▸ **DIRECTIONS**
Copy the records below line for line, with no changes.

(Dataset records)
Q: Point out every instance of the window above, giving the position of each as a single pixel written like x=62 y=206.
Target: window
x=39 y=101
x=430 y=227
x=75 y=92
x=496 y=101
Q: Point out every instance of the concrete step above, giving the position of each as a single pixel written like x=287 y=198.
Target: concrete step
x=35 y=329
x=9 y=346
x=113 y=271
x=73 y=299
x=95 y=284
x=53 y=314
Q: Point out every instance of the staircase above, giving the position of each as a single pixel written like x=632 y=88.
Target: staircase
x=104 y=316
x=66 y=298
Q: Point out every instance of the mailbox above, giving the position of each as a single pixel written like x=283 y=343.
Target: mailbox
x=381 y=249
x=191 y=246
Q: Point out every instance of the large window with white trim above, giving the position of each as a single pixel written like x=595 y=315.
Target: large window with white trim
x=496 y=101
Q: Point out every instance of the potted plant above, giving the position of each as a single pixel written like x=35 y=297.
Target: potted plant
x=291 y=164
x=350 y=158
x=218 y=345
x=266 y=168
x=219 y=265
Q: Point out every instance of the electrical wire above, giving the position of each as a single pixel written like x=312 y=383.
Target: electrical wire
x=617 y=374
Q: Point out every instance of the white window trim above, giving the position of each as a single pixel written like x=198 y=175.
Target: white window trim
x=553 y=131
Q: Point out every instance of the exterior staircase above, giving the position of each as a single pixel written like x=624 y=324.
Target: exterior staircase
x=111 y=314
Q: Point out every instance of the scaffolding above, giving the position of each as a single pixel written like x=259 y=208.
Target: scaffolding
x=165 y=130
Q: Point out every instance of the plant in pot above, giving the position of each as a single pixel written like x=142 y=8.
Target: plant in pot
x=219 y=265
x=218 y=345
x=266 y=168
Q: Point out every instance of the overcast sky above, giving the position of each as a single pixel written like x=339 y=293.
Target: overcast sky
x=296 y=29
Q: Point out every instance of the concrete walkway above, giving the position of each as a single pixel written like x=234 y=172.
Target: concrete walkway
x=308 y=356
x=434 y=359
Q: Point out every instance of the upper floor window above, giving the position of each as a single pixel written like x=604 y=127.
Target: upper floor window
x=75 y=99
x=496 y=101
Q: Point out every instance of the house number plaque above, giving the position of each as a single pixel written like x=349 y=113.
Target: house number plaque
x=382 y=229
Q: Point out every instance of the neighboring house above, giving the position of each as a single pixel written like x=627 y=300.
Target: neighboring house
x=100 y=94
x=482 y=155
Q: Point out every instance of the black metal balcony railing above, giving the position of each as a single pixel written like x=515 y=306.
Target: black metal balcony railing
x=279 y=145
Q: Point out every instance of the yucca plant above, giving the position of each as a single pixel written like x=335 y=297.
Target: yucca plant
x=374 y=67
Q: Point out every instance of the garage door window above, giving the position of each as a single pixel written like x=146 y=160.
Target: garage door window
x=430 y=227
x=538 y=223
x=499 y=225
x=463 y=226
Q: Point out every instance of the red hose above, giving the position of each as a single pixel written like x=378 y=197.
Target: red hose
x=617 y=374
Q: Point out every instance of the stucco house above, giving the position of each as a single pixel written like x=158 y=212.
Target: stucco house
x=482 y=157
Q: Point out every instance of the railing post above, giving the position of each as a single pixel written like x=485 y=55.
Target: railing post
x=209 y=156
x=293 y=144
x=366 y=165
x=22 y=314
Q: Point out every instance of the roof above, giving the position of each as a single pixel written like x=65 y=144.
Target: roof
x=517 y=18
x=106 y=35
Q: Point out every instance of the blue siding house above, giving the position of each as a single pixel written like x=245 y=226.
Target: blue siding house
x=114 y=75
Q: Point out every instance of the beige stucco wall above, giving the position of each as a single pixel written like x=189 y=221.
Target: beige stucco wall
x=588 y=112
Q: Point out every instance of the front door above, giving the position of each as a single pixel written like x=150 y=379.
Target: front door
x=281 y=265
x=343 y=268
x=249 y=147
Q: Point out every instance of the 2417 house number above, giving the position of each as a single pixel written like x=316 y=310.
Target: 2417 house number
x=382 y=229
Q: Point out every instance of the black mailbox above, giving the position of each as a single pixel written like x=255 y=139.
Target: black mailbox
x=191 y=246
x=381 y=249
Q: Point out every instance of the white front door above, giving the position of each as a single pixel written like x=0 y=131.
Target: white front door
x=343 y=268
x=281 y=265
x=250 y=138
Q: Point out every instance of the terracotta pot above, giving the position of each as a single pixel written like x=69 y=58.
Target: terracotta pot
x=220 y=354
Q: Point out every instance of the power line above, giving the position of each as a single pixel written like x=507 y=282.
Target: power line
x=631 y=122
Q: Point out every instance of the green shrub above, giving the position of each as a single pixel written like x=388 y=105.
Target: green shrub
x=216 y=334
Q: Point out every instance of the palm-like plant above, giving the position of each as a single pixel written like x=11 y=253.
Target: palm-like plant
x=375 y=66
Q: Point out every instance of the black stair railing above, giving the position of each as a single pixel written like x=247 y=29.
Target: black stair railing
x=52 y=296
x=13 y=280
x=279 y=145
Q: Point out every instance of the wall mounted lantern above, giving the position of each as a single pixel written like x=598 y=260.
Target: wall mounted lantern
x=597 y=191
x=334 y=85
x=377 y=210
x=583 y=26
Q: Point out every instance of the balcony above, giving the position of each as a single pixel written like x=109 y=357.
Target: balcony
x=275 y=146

▸ **OUTPUT BELOW**
Q: Point out every instance of the window above, giving the position of each as a single pixel written like x=62 y=206.
Target: window
x=39 y=101
x=430 y=227
x=75 y=92
x=496 y=101
Q: Point out every instance of the concrete step above, giving the position of each as a single pixel written like x=287 y=198.
Target: concrete step
x=35 y=329
x=9 y=346
x=113 y=271
x=73 y=299
x=95 y=284
x=53 y=314
Q: Point out every instance of the staircase above, giving the position of each as a single pixel written like x=632 y=88.
Target: staircase
x=104 y=316
x=66 y=298
Q: Point out every instance of the mailbox above, giving the position of each as a single pixel written like x=283 y=343.
Target: mailbox
x=381 y=249
x=191 y=246
Q: Point out every instance of the large window with white trim above, giving the position of each as a single pixel written like x=595 y=315.
Target: large window with white trim
x=496 y=101
Q: Point out every instance of the potted plant above, giving the position of each as a single pixel written like x=35 y=297.
Target: potted plant
x=291 y=164
x=350 y=158
x=218 y=345
x=266 y=168
x=219 y=265
Q: Point out every instance of the electrical wire above, giving the position of each as a single pixel written like x=312 y=383.
Target: electrical wire
x=617 y=374
Q: Point out every instance of the white window trim above, giving the position of each as a single pixel written like x=198 y=175.
Target: white window trim
x=553 y=131
Q: Point out every instance of the exterior staircase above, giving the position of each as a single pixel written like x=624 y=324.
Target: exterior staircase
x=111 y=314
Q: Point out every instance of the scaffolding above, giving the position of each as a single pixel written like x=259 y=208.
Target: scaffolding
x=165 y=130
Q: Point out every instance of the plant in pot above, giving the position of each as a single pixel written like x=142 y=8.
Target: plant in pot
x=219 y=265
x=218 y=345
x=266 y=168
Q: Point out every instance of the overcast sky above, giving the position of each as a single pixel written like x=339 y=293.
Target: overcast sky
x=296 y=29
Q: Point out every instance of the concrete walkway above, giving the position of each as a single pixel written like x=234 y=172.
Target: concrete walkway
x=308 y=356
x=434 y=359
Q: Point out every instance of the upper floor window above, giving the position of each as a single pixel written like x=604 y=127.
Target: upper floor window
x=75 y=99
x=496 y=101
Q: Point out every instance of the house number plaque above, giving the position of each as a single pixel written like x=349 y=113.
Target: house number plaque
x=382 y=229
Q: Point out every instance of the neighboring house above, giving the position of each as a single pixel written like x=627 y=300.
Target: neighboring house
x=100 y=94
x=482 y=155
Q: Point out every instance of the black metal balcony railing above, giving the position of each as a single pixel written like x=515 y=306.
Target: black metal balcony railing
x=279 y=145
Q: Point out every instance of the yucca plant above, giving the position of each as a single pixel written like x=335 y=297.
Target: yucca plant
x=374 y=67
Q: Point out every instance of the garage door window above, giving the position of each as a single pixel written like x=146 y=160.
Target: garage door window
x=430 y=227
x=538 y=223
x=499 y=225
x=463 y=226
Q: Point out every instance of the red hose above, giving the position of each as a single pixel written like x=378 y=197.
Target: red hose
x=617 y=374
Q: Point out every instance of the stucco house above, giving the position of each as a single pixel written like x=158 y=212.
Target: stucco house
x=482 y=157
Q: Point out every instance of the railing post above, giving the position of each as a single pixel written like x=485 y=55.
Target: railing post
x=209 y=156
x=293 y=144
x=366 y=165
x=22 y=314
Q: Point out every instance of the roof above, giving the position of each as a single pixel written like x=65 y=144.
Target: roof
x=517 y=18
x=106 y=35
Q: Point out every instance of the blue siding house above, giving the position of each as a single pixel written like x=245 y=226.
Target: blue siding house
x=114 y=75
Q: Point out every instance of the beige stucco wall above, giving the position of each as a single pixel written like x=189 y=221.
Target: beige stucco wall
x=588 y=112
Q: Point out every instance of the front door above, giving the position of each as a single pixel written like x=150 y=379.
Target: front door
x=281 y=265
x=343 y=268
x=249 y=147
Q: Point out every instance of the 2417 house number above, giving the position of each as a single pixel written like x=316 y=310.
Target: 2417 house number
x=382 y=229
Q: Point out every instance of the black mailbox above, giving the position of each as a single pixel written like x=255 y=139.
Target: black mailbox
x=191 y=246
x=381 y=249
Q: Point out every instance of the white front door above, giving the position of each as a single pixel written like x=0 y=131.
Target: white front door
x=343 y=268
x=281 y=265
x=250 y=138
Q: Point out every instance of the terracotta pot above, giving the position of each as a single pixel written like x=69 y=58.
Target: terracotta pot
x=220 y=354
Q: Point out every instance of the power line above, giving the position of each as a single pixel written like x=507 y=282.
Target: power line
x=631 y=122
Q: Point out every instance of the green shrub above, giving the position of each as a single pixel written like x=388 y=105.
Target: green shrub
x=216 y=334
Q: Point out every instance of the palm-like plant above, giving the position of each as a single pixel written like x=11 y=253.
Target: palm-like plant
x=375 y=66
Q: Point out every instance of the black stair railing above, giving the position of each as a single pixel written like x=247 y=29.
Target: black stair railing
x=52 y=296
x=13 y=280
x=279 y=145
Q: Point out every instance of the wall mounted lantern above, giving the position of each as a single pixel written like x=598 y=260.
Target: wall mounted lantern
x=597 y=191
x=334 y=85
x=377 y=210
x=583 y=26
Q: Point out every instance of the balcony above, giving the position of each as a single pixel written like x=109 y=357.
Target: balcony
x=275 y=146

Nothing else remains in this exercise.